> ABOUT THIS TASK:
Go through the listing and pick out each line with the word "suit" in it.
=-=-=
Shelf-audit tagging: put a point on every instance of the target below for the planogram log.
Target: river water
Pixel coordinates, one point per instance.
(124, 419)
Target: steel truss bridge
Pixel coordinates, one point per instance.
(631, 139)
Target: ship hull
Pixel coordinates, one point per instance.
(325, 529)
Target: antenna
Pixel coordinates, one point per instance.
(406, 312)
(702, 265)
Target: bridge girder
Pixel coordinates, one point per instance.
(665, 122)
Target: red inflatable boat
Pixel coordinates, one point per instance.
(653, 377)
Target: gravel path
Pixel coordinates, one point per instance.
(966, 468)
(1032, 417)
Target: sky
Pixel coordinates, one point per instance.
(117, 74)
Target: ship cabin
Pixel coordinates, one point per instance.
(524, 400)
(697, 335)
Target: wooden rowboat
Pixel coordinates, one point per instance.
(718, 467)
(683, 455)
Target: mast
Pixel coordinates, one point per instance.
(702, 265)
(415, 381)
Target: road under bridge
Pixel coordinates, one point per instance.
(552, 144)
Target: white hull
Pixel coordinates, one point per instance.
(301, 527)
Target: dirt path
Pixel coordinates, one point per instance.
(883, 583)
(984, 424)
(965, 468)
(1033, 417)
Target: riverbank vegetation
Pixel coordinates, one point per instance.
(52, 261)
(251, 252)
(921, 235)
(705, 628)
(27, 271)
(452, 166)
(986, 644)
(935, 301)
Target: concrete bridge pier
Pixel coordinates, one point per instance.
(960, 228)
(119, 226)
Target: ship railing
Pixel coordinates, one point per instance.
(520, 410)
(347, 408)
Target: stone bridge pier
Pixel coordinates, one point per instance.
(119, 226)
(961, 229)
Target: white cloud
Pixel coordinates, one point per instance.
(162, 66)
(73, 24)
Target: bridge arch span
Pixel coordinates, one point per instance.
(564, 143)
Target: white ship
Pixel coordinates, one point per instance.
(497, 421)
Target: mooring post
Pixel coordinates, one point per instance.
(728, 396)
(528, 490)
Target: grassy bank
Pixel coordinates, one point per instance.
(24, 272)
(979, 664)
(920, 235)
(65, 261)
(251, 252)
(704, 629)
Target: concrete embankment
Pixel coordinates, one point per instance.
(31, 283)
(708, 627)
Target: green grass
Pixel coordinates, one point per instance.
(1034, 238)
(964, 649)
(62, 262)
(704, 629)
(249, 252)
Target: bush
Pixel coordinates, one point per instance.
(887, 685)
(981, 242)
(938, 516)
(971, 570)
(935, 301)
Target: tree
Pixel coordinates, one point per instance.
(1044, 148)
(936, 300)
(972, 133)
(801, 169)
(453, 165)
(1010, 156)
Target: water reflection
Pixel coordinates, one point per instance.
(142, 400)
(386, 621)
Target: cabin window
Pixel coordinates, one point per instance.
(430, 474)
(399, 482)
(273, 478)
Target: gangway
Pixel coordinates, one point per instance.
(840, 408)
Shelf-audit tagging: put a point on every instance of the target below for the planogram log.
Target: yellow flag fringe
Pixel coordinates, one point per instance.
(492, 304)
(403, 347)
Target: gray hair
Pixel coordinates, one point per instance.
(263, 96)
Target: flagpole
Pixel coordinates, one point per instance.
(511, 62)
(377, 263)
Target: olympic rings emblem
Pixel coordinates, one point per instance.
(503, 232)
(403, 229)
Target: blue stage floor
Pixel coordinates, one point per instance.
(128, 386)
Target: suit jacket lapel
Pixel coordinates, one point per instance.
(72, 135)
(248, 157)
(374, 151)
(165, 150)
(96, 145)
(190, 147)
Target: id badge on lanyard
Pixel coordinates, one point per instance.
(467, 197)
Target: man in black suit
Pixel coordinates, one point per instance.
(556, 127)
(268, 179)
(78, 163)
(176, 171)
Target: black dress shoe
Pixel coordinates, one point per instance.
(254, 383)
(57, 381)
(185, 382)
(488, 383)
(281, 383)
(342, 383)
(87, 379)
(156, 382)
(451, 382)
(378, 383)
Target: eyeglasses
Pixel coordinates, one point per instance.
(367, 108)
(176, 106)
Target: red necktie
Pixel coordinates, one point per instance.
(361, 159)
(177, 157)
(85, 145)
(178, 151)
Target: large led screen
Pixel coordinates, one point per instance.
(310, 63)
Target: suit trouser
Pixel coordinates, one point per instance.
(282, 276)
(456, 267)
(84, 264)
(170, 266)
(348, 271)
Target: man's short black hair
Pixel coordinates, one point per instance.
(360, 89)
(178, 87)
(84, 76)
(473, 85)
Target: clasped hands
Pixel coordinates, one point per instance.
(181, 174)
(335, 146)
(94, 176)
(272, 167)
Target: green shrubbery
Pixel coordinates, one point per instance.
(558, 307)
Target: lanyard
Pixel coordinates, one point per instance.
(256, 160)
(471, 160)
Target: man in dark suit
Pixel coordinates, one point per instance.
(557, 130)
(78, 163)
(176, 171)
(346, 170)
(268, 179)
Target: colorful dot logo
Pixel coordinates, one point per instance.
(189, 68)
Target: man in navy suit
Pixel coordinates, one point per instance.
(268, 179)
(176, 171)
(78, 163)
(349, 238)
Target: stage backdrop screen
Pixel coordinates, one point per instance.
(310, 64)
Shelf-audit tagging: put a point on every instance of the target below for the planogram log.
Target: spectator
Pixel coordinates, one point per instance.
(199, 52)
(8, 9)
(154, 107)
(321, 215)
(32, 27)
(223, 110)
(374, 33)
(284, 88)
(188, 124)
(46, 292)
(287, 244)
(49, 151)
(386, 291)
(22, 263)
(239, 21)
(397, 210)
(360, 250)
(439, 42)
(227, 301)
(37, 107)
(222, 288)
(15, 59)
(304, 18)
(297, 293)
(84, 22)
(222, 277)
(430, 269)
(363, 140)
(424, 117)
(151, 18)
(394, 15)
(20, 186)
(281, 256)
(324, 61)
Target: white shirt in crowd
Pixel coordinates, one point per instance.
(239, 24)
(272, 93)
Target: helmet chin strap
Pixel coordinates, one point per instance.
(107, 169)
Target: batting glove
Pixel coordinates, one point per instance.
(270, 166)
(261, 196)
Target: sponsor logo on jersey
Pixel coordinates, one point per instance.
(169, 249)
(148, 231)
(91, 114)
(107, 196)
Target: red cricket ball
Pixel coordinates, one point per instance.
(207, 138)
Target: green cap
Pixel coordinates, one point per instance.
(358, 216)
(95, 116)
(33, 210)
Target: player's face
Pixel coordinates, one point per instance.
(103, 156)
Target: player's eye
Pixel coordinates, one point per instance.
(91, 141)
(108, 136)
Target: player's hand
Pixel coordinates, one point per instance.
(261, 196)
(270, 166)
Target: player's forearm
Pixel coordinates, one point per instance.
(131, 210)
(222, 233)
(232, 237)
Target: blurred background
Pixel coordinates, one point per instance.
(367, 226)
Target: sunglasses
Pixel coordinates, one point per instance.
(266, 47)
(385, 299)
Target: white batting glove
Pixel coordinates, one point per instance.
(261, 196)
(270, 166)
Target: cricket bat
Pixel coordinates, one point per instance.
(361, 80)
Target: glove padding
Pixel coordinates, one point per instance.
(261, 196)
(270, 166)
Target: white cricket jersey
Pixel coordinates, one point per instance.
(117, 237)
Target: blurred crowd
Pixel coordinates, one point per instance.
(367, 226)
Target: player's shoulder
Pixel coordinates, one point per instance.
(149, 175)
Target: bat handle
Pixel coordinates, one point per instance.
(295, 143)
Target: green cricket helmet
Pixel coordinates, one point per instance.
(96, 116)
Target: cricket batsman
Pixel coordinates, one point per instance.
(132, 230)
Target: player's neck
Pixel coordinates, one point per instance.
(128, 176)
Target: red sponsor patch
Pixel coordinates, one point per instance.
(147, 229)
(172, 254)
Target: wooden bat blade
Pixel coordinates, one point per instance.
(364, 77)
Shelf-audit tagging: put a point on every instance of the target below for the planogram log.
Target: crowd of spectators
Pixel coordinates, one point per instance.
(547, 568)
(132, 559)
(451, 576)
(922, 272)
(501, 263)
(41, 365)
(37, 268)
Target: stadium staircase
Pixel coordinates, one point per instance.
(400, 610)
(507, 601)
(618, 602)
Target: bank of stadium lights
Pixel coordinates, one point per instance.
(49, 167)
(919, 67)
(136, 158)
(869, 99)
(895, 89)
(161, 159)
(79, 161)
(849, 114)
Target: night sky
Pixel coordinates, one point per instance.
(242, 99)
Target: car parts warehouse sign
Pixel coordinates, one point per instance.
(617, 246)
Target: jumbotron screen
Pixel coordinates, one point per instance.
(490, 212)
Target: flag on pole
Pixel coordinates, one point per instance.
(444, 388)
=-=-=
> WORKED SOLUTION:
Target: suit jacket lapel
Target: man in black suit
Target: suit trouser
Target: man in dark suit
Target: man in navy suit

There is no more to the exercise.